#### Requirements
Reproduce every line of the material below verbatim, omitting the picture placeholders from your output.

-- Data shown start --

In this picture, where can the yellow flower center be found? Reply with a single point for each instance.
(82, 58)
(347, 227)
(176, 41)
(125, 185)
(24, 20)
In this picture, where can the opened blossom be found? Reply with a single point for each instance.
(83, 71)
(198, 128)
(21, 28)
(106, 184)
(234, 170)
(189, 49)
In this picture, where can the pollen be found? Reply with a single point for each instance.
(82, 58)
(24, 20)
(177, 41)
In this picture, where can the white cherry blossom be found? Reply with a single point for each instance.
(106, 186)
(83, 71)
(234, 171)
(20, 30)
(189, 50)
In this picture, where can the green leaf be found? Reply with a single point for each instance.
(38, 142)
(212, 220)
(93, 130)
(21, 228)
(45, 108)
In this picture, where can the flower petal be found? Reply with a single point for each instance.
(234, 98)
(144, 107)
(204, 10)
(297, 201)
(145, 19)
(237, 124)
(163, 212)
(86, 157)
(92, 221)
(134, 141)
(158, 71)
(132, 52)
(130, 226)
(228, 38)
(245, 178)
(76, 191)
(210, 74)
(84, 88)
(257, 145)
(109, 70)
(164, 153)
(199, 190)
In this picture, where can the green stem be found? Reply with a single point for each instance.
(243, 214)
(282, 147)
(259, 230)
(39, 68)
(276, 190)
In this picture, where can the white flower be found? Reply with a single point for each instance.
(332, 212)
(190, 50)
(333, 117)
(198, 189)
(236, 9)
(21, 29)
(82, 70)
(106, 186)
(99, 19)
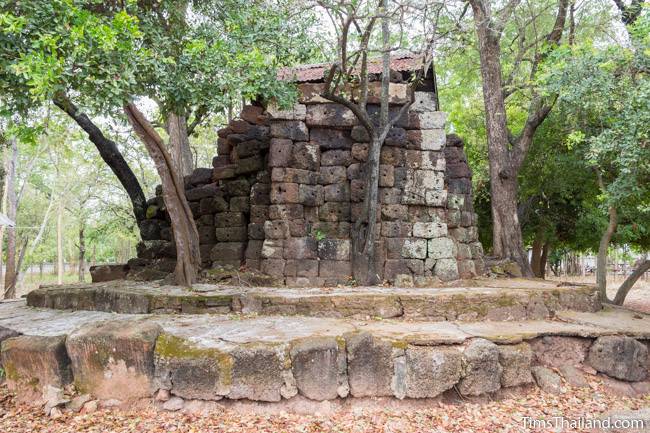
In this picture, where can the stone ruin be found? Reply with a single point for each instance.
(287, 186)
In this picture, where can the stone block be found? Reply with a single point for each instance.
(516, 361)
(319, 368)
(285, 193)
(359, 151)
(114, 359)
(228, 251)
(32, 363)
(370, 365)
(286, 211)
(256, 374)
(440, 248)
(236, 187)
(276, 229)
(335, 211)
(294, 175)
(240, 204)
(338, 192)
(427, 120)
(301, 268)
(306, 156)
(296, 112)
(272, 249)
(328, 138)
(357, 190)
(332, 174)
(431, 370)
(396, 229)
(621, 357)
(426, 139)
(334, 249)
(424, 102)
(429, 230)
(310, 195)
(273, 267)
(334, 268)
(249, 165)
(231, 234)
(446, 269)
(330, 115)
(256, 231)
(259, 213)
(336, 157)
(482, 371)
(393, 212)
(414, 248)
(206, 235)
(190, 371)
(386, 175)
(292, 129)
(280, 152)
(300, 248)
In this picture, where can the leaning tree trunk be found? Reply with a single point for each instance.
(506, 229)
(111, 155)
(179, 143)
(186, 238)
(59, 245)
(601, 260)
(82, 255)
(629, 282)
(10, 173)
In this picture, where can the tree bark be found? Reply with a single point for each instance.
(186, 238)
(544, 259)
(59, 245)
(629, 282)
(505, 161)
(179, 143)
(82, 255)
(601, 260)
(10, 184)
(111, 155)
(536, 256)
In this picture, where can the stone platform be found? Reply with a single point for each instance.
(487, 299)
(182, 359)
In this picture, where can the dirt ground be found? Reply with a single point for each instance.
(638, 299)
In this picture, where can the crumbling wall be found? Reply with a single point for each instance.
(287, 186)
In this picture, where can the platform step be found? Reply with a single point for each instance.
(516, 302)
(274, 358)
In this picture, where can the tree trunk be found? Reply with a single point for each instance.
(507, 242)
(179, 143)
(629, 282)
(111, 155)
(601, 260)
(186, 238)
(544, 259)
(536, 256)
(59, 245)
(10, 173)
(82, 255)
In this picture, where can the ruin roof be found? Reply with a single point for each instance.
(315, 72)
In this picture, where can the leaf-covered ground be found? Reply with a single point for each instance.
(505, 415)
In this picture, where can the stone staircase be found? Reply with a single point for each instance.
(132, 341)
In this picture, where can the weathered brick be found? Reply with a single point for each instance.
(334, 268)
(332, 174)
(306, 156)
(292, 129)
(280, 152)
(277, 229)
(300, 248)
(338, 192)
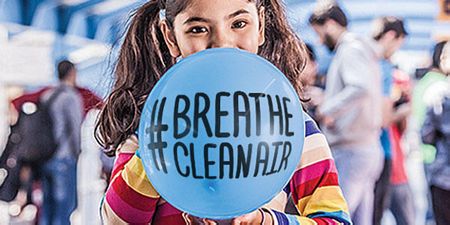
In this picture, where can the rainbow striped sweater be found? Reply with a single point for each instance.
(314, 188)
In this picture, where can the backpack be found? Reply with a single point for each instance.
(35, 130)
(10, 167)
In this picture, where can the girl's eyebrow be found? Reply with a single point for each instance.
(237, 13)
(196, 19)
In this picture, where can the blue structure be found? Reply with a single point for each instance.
(106, 20)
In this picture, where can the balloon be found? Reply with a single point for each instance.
(221, 133)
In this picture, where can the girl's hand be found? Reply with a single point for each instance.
(254, 218)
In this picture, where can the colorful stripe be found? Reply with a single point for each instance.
(324, 199)
(135, 177)
(127, 212)
(131, 198)
(311, 128)
(121, 160)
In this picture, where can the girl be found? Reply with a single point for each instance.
(164, 30)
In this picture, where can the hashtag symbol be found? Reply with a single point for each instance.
(157, 145)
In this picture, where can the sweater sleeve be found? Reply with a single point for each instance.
(130, 198)
(314, 186)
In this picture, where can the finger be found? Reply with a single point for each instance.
(209, 222)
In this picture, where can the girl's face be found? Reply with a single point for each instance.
(215, 24)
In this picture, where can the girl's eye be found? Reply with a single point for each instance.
(198, 30)
(239, 25)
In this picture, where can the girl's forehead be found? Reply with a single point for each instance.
(216, 9)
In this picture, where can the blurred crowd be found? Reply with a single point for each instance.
(365, 105)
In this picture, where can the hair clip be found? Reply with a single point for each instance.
(162, 14)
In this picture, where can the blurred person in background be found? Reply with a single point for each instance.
(426, 90)
(400, 200)
(389, 32)
(351, 112)
(436, 132)
(312, 92)
(59, 174)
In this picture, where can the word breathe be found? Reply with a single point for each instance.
(251, 115)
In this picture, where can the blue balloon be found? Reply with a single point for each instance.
(221, 133)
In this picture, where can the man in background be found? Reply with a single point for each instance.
(350, 115)
(389, 32)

-- Data shown end --

#### Solution
In this picture, where can the yellow flower center be found? Reply with a single point for each instance.
(82, 58)
(347, 227)
(176, 41)
(125, 185)
(24, 20)
In this picture, where can the opened blossom be found? Reply with a single point for each instance.
(83, 71)
(198, 128)
(21, 28)
(106, 184)
(234, 170)
(189, 49)
In this picture, where can the pollen be found? Reply with a single point for each instance.
(82, 58)
(24, 20)
(177, 41)
In this picture, where can the white cherry blossom be found? Reply with a single point for each instance.
(106, 186)
(83, 71)
(234, 171)
(20, 30)
(189, 50)
In this picture, where can the green leaf be found? Reply with a single point for each instance.
(38, 142)
(212, 220)
(93, 130)
(21, 228)
(45, 108)
In this picture, where can the flower petal be found? Reply with a single point for each instance.
(234, 98)
(144, 107)
(204, 10)
(297, 201)
(145, 19)
(237, 124)
(163, 212)
(86, 157)
(92, 221)
(134, 141)
(158, 71)
(132, 52)
(130, 226)
(228, 38)
(245, 178)
(76, 191)
(210, 74)
(84, 88)
(257, 145)
(109, 70)
(164, 153)
(199, 190)
In this picture, where can the green stem be found? Reply with a single point for each instance.
(243, 214)
(282, 147)
(259, 230)
(39, 68)
(276, 190)
In this picture, where can the white flower be found? Reply with a single point for each instance.
(332, 212)
(190, 50)
(333, 117)
(198, 189)
(236, 9)
(21, 29)
(82, 70)
(106, 186)
(99, 19)
In this picture, where can the stone ruin be found? Reply with a single point for each instance.
(287, 186)
In this picture, where can the stone block be found? Reply with a single point for each instance.
(516, 361)
(319, 368)
(285, 193)
(359, 151)
(114, 359)
(228, 251)
(32, 363)
(370, 365)
(286, 211)
(256, 374)
(440, 248)
(236, 187)
(276, 229)
(335, 211)
(294, 175)
(240, 204)
(338, 192)
(427, 120)
(301, 268)
(306, 156)
(296, 112)
(272, 249)
(328, 138)
(357, 190)
(332, 174)
(431, 370)
(396, 229)
(621, 357)
(426, 139)
(334, 249)
(424, 102)
(429, 230)
(310, 195)
(273, 267)
(334, 268)
(249, 165)
(231, 234)
(446, 269)
(330, 115)
(256, 231)
(259, 213)
(336, 157)
(482, 371)
(393, 212)
(414, 248)
(206, 235)
(190, 371)
(386, 175)
(292, 129)
(280, 152)
(300, 248)
In this picture, where can the leaning tree trunk be found? Reply with a single point for each instance.
(506, 229)
(111, 155)
(179, 143)
(186, 238)
(59, 245)
(601, 260)
(82, 255)
(629, 282)
(10, 173)
In this picture, where can the tree bark be found? Reply with a single point for each instance.
(186, 238)
(544, 259)
(59, 245)
(629, 282)
(505, 161)
(179, 143)
(82, 255)
(601, 260)
(10, 184)
(111, 155)
(536, 256)
In this picture, where can the stone platform be found? Reply with a single point for each instance.
(487, 299)
(182, 359)
In this picture, where can the dirt ground be found? Reply with a single point for each instance.
(638, 299)
In this picture, where can the crumbling wall be found? Reply with a single point for each instance.
(287, 186)
In this picture, where can the platform step be found? Reply with a single point for each instance.
(516, 302)
(274, 358)
In this picture, where can the tree trunk be found? Reply with a single point for each instance.
(507, 242)
(179, 143)
(629, 282)
(111, 155)
(601, 260)
(186, 238)
(544, 259)
(536, 256)
(59, 245)
(10, 173)
(82, 255)
In this picture, where can the ruin roof be found? Reply with a single point for each instance.
(315, 72)
In this picture, where can the leaf-covered ground be found? Reply with a single point for each instance.
(505, 415)
In this picture, where can the stone staircase be found? Reply with a single point for each instance.
(132, 341)
In this picture, where can the weathered brick be found? Reply with a single point for each instance.
(334, 268)
(332, 174)
(306, 156)
(292, 129)
(280, 152)
(277, 229)
(300, 248)
(338, 192)
In this picture, where can the rainbow striped sweater be found? Reply with a single point for each instance.
(314, 188)
In this picture, where can the backpack be found? Reply with a single point for each instance.
(35, 130)
(10, 167)
In this picture, where can the girl's eyebrow be found? Reply with a single point for each instance.
(237, 13)
(196, 19)
In this picture, where can the blue structure be found? Reply with a single point for each instance.
(106, 20)
In this picture, where can the balloon be found? Reply with a single point for each instance.
(221, 133)
In this picture, where can the girl's hand be found? Reply with a single point for each instance.
(254, 218)
In this picture, where can the colorful stripe be found? Reply with a single point for each instance.
(324, 199)
(135, 177)
(127, 212)
(131, 198)
(311, 128)
(121, 160)
In this picture, where can the girl be found? Reply with a single point for each instance.
(164, 30)
In this picture, where can the hashtag symbol be found? Reply with a single point for each instance.
(157, 145)
In this picture, where can the sweater sleeve be found? Reply with a single point for each instance.
(130, 198)
(314, 186)
In this picture, where can the finger be found? Reply with a single point for each instance.
(209, 222)
In this picture, where can the girl's face be found? Reply with a single point for each instance.
(215, 24)
In this picture, where can the girl's eye be found? Reply with a single point for each instance.
(198, 30)
(239, 25)
In this picture, where can the girl's forehead be found? Reply with a single point for each instance.
(216, 9)
In this picture, where can the blurred crowd be found? Reply with a single point for each instance.
(365, 105)
In this picture, where can the hair clip be found? Reply with a single point for each instance.
(162, 14)
In this picture, where can the blurred person in background be found? Reply with a single point for each instance.
(426, 90)
(400, 200)
(389, 32)
(351, 112)
(436, 132)
(312, 92)
(59, 174)
In this picture, where can the word breathe be found? Reply with a single point for each instance.
(251, 115)
In this picture, where can the blue balloon be found? Reply with a single point for each instance.
(221, 133)
In this picture, where can the man in background be found? Reply with a single point for each instance.
(350, 115)
(389, 32)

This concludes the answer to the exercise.